_GOAL:_ Recast all of the entries below as a JSON list of strings, one string per line, with blank lines left out. Omit the pictures from the answer.

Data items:
>>>

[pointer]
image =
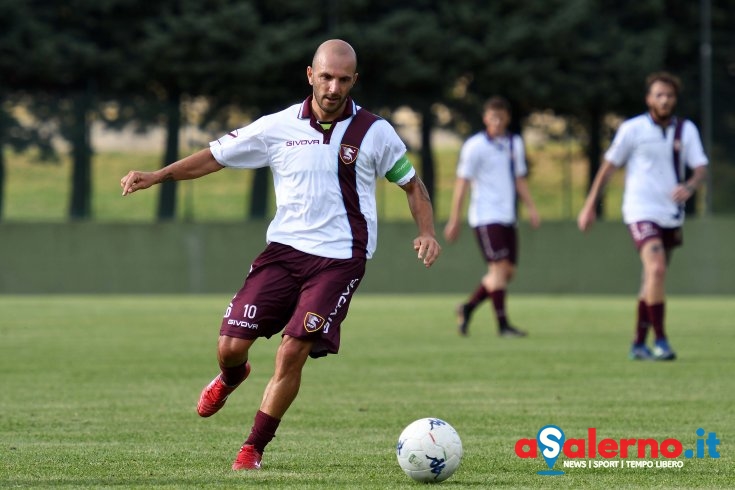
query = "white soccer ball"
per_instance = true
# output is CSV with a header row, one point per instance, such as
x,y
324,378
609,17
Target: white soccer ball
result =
x,y
429,450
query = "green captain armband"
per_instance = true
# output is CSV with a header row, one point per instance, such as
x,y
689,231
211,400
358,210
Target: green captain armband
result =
x,y
399,170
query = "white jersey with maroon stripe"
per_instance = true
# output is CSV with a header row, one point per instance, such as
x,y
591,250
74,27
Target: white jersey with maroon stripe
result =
x,y
647,150
486,162
310,214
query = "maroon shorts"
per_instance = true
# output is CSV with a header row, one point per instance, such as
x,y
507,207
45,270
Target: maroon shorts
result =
x,y
498,242
304,295
642,231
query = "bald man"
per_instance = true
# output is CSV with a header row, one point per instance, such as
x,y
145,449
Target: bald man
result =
x,y
326,155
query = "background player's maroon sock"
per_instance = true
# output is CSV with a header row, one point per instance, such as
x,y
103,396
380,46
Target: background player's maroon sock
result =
x,y
233,376
263,431
498,297
656,316
642,323
477,297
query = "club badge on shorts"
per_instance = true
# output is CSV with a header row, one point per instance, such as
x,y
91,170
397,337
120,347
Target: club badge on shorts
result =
x,y
313,322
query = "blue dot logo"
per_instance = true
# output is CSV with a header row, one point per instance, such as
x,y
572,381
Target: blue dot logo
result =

<<<

_TASK RESULT:_
[
  "[pointer]",
  "image =",
  "query = \"white soccer ball\"",
  "per_instance = true",
  "# output is CSV with a header row, one point per instance, such as",
  "x,y",
  "324,378",
  "609,17",
  "Target: white soccer ball",
  "result =",
  "x,y",
  "429,450",
  "query = \"green captain armband\"",
  "per_instance = true",
  "# output is CSV with a header row, one point per instance, such as",
  "x,y",
  "689,231",
  "211,400",
  "358,210",
  "Target: green captain armband",
  "result =",
  "x,y",
  "399,170",
  "query = \"white jersey with maroon stripe\"",
  "per_instance = true",
  "# output is CSV with a header row, one point per instance, such as",
  "x,y",
  "591,250",
  "74,27",
  "Target: white jersey with maroon stripe",
  "result =",
  "x,y",
  "647,150",
  "486,162",
  "310,214",
  "query = \"maroon shorts\"",
  "per_instance = true",
  "# output is CSV with a header row, one point per instance, such as",
  "x,y",
  "507,207",
  "45,270",
  "Target: maroon shorts",
  "result =",
  "x,y",
  "498,242",
  "304,295",
  "642,231",
  "query = \"bald man\"",
  "per_instance = true",
  "# output is CSV with a header row, one point per instance, such as",
  "x,y",
  "145,449",
  "Target: bald man",
  "result =",
  "x,y",
  "326,155",
  "query = \"background player's maroon sock\"",
  "per_instance = true",
  "# output is CSV with a header row, one point per instance, such as",
  "x,y",
  "103,396",
  "380,46",
  "Target: background player's maroon sock",
  "result =",
  "x,y",
  "233,376",
  "263,431",
  "498,297",
  "656,316",
  "642,323",
  "477,297",
  "query = \"club badge on shorts\"",
  "per_instance = true",
  "# output is CSV with a header row, one point per instance, such as",
  "x,y",
  "91,170",
  "397,337",
  "120,347",
  "Target: club badge on shorts",
  "result =",
  "x,y",
  "313,322",
  "query = \"blue dot logo\"",
  "per_instance = true",
  "# output is CSV with a header row, one point per instance, such as",
  "x,y",
  "572,381",
  "Target: blue dot logo",
  "result ="
]